THE TASK
Produce an exact copy of the lines from the line containing "Each instance of the green wire" through the last line of the listing below, both ends included, and nothing else.
━━━━━━━━━━━━━━━━━━━━
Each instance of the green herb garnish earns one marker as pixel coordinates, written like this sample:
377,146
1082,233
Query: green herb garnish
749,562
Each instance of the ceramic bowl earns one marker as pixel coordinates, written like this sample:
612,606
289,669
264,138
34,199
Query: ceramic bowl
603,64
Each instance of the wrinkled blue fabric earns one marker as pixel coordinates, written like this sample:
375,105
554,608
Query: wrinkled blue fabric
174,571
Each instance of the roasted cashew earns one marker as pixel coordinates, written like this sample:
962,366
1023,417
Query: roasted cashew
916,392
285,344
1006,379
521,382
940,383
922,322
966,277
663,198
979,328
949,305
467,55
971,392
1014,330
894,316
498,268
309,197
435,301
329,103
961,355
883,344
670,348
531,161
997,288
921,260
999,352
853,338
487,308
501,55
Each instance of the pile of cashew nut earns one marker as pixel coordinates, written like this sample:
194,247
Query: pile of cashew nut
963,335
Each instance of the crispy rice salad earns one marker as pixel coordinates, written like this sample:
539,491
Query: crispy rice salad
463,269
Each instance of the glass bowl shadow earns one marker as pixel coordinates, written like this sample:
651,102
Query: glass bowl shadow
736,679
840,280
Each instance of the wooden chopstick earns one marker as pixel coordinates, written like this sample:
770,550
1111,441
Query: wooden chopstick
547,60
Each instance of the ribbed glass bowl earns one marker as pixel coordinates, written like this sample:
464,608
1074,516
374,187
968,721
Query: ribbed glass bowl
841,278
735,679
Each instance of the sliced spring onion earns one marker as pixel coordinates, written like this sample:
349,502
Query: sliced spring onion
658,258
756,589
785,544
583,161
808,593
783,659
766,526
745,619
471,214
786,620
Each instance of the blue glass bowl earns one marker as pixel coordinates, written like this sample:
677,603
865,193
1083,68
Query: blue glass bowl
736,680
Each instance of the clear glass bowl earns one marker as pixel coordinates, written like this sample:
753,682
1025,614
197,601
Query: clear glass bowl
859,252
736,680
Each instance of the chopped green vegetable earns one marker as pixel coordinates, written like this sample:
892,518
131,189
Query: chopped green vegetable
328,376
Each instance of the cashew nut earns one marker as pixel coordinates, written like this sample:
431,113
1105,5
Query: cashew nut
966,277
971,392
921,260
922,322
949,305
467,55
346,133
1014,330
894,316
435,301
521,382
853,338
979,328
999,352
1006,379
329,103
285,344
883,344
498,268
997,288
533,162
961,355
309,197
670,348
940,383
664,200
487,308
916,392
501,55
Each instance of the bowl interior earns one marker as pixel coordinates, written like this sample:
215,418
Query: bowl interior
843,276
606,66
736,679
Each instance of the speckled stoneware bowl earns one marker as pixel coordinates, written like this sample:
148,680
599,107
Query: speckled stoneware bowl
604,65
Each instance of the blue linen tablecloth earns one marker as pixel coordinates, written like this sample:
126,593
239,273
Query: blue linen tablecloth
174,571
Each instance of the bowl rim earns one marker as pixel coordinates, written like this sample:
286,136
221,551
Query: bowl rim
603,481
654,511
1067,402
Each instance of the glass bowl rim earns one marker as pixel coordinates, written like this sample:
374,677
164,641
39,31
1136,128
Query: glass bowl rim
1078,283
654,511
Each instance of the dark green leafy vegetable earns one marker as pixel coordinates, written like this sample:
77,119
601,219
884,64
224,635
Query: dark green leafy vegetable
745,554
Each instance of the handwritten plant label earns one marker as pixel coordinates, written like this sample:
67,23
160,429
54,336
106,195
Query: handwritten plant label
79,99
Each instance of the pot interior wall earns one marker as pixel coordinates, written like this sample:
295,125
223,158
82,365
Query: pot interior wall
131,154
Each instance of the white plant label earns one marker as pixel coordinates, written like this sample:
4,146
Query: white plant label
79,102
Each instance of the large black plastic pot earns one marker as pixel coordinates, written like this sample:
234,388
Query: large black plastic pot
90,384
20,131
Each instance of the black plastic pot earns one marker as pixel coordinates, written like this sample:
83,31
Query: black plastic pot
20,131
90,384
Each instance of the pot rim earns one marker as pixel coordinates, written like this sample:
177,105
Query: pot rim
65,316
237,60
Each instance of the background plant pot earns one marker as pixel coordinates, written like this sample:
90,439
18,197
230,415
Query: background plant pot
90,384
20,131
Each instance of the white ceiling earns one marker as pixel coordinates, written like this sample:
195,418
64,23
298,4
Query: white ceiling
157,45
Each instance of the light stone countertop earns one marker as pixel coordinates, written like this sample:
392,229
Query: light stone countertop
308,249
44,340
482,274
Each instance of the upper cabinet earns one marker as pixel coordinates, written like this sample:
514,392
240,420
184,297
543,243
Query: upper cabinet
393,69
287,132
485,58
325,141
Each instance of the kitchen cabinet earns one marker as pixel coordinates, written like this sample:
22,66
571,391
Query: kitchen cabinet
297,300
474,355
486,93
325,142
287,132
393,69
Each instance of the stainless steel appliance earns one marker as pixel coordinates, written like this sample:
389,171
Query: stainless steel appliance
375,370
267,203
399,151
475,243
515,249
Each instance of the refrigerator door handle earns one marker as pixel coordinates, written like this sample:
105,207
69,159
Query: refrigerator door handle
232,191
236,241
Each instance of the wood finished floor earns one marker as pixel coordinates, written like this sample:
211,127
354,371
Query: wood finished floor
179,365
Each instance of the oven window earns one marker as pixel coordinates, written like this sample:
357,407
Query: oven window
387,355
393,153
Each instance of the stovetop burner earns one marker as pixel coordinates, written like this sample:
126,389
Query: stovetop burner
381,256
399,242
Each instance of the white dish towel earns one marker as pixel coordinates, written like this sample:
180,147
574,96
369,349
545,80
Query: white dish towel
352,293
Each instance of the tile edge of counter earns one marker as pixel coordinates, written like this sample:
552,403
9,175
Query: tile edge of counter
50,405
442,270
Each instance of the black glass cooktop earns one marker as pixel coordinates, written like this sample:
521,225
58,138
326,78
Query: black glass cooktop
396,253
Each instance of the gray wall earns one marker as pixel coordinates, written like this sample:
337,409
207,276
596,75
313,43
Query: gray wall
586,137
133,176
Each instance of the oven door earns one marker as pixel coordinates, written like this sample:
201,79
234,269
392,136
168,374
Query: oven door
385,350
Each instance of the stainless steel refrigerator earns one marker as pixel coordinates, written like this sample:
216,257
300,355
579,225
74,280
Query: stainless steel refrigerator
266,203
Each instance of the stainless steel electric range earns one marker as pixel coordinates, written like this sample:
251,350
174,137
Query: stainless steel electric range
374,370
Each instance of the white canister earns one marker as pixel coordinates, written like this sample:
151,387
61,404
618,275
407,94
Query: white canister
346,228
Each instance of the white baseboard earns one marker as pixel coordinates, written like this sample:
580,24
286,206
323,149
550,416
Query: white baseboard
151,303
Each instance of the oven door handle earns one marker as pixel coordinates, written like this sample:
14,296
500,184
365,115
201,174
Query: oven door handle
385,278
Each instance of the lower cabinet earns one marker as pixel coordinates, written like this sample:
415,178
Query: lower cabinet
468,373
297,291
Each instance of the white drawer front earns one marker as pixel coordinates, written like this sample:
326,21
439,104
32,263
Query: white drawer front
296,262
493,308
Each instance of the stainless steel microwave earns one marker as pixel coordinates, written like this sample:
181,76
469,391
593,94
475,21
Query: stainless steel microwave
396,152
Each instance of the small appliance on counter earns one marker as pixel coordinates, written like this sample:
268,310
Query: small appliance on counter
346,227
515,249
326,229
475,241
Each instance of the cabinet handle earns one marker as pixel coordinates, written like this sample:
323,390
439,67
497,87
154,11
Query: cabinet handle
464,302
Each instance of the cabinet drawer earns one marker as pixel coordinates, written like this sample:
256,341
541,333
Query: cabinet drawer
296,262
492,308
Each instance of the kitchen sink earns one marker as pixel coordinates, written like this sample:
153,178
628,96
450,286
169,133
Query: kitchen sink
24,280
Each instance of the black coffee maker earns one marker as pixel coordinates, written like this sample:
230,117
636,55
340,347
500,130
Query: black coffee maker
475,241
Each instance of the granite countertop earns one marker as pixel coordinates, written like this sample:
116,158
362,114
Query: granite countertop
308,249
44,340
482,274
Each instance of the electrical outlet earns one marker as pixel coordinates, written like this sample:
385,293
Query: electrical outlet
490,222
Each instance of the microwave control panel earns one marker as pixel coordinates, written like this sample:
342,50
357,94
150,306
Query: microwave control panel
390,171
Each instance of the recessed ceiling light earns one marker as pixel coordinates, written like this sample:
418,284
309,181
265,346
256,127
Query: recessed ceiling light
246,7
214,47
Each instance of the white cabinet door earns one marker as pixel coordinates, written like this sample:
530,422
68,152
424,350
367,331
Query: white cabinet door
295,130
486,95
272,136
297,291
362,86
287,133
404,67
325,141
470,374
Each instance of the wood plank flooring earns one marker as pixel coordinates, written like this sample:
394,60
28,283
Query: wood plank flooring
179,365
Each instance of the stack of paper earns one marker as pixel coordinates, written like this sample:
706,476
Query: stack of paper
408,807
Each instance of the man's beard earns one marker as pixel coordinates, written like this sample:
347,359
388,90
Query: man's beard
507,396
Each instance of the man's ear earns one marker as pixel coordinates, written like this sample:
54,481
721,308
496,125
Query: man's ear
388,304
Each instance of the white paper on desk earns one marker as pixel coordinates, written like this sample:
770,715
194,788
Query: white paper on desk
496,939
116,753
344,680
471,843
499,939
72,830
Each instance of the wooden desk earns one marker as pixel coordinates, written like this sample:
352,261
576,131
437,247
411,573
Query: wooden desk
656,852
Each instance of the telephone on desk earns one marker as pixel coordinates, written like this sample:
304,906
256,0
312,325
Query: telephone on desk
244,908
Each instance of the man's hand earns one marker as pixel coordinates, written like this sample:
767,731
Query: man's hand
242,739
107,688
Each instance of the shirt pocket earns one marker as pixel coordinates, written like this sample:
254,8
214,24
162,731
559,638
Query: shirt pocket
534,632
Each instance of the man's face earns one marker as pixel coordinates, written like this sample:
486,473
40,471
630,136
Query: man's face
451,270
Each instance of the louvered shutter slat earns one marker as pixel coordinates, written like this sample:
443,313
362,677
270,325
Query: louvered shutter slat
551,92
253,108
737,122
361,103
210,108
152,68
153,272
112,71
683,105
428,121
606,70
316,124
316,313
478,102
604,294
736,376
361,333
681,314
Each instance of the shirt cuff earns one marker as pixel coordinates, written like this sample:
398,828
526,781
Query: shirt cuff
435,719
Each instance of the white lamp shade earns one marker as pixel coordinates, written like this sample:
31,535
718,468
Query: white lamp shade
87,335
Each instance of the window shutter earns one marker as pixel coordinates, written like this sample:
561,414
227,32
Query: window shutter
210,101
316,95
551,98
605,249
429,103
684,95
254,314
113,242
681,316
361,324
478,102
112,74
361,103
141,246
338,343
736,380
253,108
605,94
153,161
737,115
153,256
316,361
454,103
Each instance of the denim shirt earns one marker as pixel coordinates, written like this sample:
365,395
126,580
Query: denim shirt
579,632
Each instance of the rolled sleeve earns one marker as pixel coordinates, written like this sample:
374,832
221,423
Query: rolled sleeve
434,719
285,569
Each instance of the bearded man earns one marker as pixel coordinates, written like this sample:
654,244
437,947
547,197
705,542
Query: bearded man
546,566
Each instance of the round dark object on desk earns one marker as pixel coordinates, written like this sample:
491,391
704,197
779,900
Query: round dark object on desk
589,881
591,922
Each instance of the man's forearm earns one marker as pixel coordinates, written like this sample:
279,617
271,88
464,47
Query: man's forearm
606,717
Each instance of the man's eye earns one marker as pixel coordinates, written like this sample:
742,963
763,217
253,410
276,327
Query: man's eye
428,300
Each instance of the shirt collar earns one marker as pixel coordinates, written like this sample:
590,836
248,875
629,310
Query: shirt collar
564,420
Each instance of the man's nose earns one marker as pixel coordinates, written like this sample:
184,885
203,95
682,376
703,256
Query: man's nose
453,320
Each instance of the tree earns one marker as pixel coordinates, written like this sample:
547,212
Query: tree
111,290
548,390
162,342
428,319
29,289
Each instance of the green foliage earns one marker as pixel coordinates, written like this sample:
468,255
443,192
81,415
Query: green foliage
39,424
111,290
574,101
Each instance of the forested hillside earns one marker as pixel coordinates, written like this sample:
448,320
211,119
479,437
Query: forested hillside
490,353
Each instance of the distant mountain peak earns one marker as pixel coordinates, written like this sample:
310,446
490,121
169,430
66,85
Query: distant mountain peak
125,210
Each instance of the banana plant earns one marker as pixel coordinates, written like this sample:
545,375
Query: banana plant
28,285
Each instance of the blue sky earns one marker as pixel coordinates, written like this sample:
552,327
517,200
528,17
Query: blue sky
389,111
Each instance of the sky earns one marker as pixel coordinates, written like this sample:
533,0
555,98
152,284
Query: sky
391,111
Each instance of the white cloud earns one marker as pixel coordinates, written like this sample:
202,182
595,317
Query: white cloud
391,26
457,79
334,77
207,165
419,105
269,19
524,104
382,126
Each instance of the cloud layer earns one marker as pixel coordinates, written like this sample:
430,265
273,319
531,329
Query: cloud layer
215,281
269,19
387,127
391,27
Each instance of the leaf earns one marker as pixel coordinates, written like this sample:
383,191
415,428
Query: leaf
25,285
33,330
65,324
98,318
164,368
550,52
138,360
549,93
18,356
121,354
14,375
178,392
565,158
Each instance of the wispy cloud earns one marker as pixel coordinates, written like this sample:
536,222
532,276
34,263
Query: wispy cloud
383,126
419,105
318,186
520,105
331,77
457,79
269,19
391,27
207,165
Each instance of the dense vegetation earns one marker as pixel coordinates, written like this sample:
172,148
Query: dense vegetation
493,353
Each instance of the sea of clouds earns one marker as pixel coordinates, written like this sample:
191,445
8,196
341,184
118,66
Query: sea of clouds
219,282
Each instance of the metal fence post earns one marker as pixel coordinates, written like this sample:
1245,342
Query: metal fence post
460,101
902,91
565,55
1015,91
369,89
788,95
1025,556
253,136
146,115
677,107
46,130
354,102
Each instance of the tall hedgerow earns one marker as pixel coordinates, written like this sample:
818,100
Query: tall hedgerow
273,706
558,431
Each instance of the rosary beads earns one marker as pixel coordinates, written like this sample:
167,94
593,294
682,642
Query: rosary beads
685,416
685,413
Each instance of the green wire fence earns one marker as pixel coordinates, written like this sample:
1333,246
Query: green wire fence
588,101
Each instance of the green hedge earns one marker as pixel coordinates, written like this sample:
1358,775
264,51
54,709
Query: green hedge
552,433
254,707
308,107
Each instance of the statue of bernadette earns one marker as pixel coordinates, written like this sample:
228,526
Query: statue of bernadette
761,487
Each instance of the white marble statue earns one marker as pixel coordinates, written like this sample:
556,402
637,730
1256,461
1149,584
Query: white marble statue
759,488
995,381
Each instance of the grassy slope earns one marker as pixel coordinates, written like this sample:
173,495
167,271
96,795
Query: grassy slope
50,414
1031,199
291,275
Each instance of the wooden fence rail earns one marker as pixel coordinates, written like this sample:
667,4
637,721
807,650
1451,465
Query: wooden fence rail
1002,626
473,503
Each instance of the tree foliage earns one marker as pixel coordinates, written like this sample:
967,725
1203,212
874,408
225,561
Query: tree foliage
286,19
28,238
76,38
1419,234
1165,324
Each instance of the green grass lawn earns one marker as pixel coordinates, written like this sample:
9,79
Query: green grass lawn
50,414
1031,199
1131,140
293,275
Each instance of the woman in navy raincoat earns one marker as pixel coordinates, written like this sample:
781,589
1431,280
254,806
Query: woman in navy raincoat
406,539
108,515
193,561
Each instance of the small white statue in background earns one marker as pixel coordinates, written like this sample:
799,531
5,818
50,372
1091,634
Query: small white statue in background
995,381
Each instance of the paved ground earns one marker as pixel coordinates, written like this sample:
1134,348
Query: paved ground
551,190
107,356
━━━━━━━━━━━━━━━━━━━━
ANSWER TO THE TASK
Each instance of the green wire fence earns one marker as pixel coordinates, written like this sample:
1333,246
Query: green wire fence
588,101
Each instance of the green hedge earns one marker as pixel coordinates, written like this sample:
1358,775
264,51
54,709
Query: green hedge
552,433
254,707
308,107
Each instance of the statue of bernadette earns one marker as pixel coordinates, written like this sample:
228,526
Query: statue of bernadette
761,487
Each instance of the white marble statue earns one marker as pixel coordinates, written like this sample:
556,402
637,730
1256,461
1149,584
Query: white marble statue
759,488
995,381
Each instance of the grassy slope earns one marker as pixel coordinates, written like this sample:
173,495
167,271
96,795
Query: grassy slope
50,414
1031,199
291,275
Each instance of the wooden fence rail earns one marker as pixel coordinates, written like this sample:
667,4
637,721
807,650
1451,465
Query: wooden fence rail
1002,626
473,503
Each instance of the tree foliage earns one marker as pixel coordinates, written like this sample:
967,725
1203,212
874,408
225,561
Query: tree foliage
286,19
28,238
76,38
1419,234
1165,324
Each instance of the green grass lawn earns one marker as pixel coordinates, written like this sample:
9,79
Query: green grass lawn
50,414
1031,199
1131,140
293,275
Each instance of the woman in navy raincoat earns one marker as pixel coordinates, written like this sample:
781,589
1431,280
254,806
Query: woman in navy raincoat
406,539
108,515
193,561
Each instance of the small white statue in background earns one marker as pixel coordinates, written like this sample:
799,531
5,818
50,372
1091,634
Query: small white statue in background
995,381
Each instance of the paved ground earns one marker as pixel coordinates, written like this sample:
1134,348
Query: paved ground
551,190
107,356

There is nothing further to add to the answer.